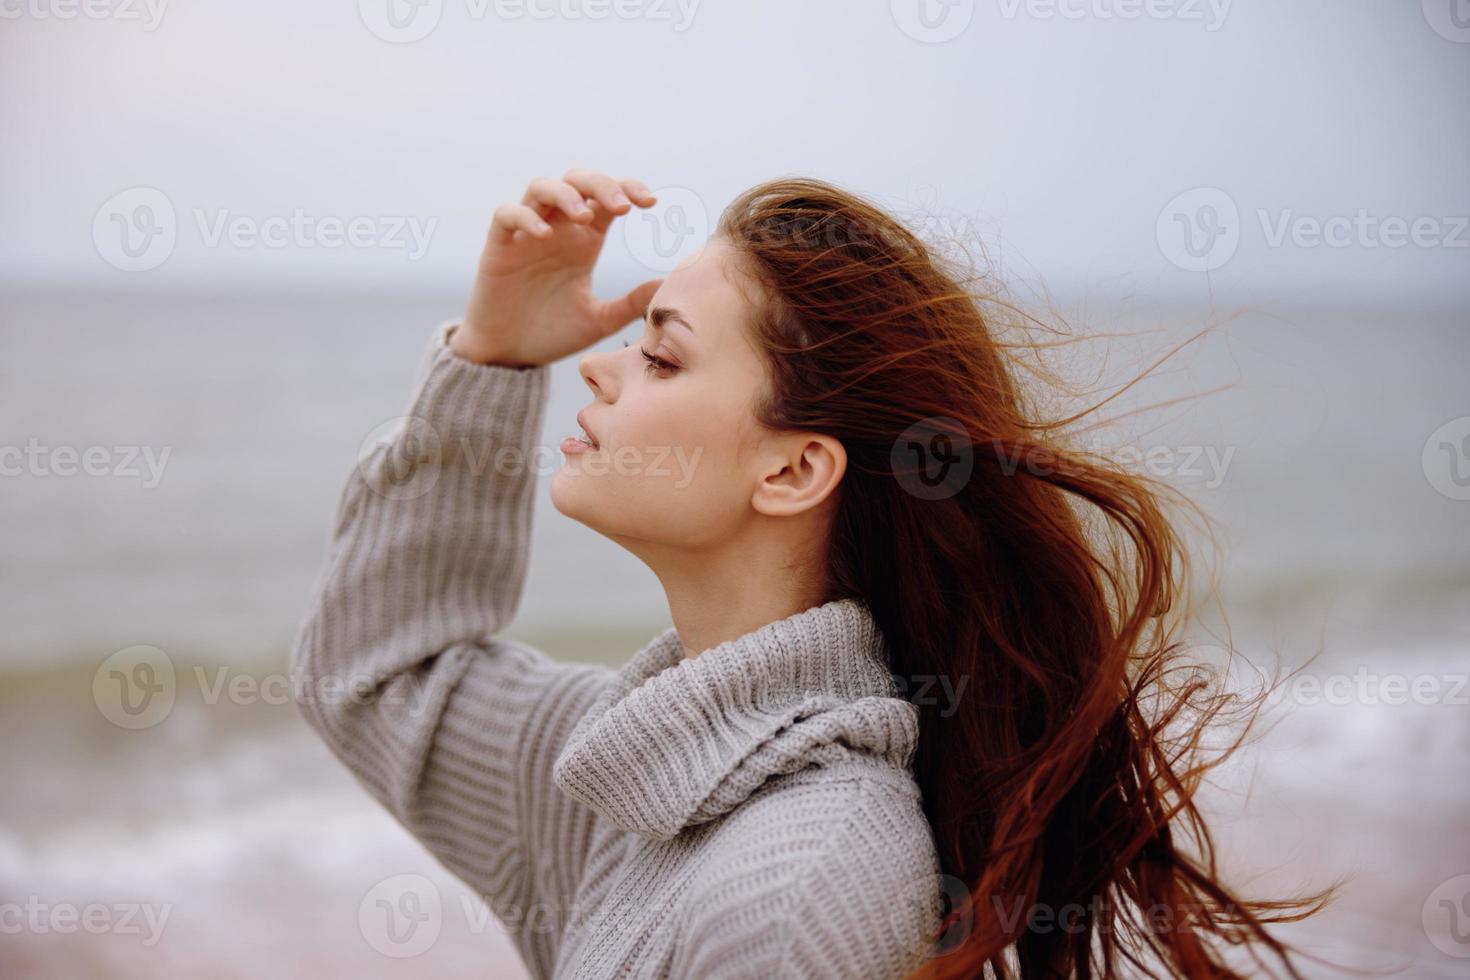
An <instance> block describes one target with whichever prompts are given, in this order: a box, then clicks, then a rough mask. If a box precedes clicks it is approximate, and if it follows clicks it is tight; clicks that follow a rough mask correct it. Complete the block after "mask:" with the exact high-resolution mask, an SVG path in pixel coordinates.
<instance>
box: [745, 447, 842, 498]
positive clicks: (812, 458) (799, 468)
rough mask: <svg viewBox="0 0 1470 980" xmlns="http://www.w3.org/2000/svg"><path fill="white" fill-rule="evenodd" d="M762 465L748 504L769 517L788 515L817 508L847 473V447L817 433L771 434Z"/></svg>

▬▬▬▬▬▬

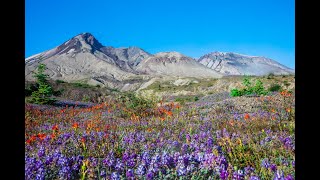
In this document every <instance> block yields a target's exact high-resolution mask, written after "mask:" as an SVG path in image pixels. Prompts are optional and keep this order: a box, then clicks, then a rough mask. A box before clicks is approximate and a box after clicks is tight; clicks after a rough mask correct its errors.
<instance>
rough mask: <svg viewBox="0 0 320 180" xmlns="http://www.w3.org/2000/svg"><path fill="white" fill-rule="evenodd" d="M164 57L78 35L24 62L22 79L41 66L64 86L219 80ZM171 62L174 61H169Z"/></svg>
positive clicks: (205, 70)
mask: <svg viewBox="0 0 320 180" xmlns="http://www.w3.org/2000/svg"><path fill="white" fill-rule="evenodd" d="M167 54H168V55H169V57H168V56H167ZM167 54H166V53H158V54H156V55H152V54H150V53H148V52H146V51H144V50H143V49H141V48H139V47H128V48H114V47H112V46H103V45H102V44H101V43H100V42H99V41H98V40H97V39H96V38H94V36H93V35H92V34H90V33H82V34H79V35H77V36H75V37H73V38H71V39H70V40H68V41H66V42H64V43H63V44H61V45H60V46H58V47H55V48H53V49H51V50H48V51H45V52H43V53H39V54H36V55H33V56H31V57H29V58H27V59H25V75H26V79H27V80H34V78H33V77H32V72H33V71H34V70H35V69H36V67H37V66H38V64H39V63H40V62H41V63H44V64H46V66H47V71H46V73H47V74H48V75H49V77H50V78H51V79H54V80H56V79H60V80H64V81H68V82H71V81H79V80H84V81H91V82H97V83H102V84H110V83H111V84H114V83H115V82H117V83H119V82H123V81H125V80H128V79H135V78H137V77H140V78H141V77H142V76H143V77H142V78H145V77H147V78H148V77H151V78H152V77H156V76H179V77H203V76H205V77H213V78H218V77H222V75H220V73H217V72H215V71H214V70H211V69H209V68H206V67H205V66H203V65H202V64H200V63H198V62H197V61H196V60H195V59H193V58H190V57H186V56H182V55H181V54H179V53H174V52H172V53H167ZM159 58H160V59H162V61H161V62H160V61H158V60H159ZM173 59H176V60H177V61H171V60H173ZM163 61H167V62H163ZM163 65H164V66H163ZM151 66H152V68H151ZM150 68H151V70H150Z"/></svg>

▬▬▬▬▬▬

§ **Task instructions**:
With "then" as the string to find, copy every line of the records that holds it.

§ **Answer box**:
An <instance> block describes one target with whichever prompts are given, in this order: a box, then clicks, then a rough mask. If a box precedes clicks it is approximate, and if it follows clicks it is tight; clicks that follow a rough mask correct it. Complete the block after "mask:" with the exact high-resolution mask, an SVG path in pixel coordinates.
In this document every <instance> block yields a target's exact high-resolution mask, written after "mask:" as an SVG path in image pixels. Prompts are optional and keep this order: a box, then clicks, then a rough mask. A box before clicks is approximate and a box after clicks is tight; clicks after a rough mask correct its errors.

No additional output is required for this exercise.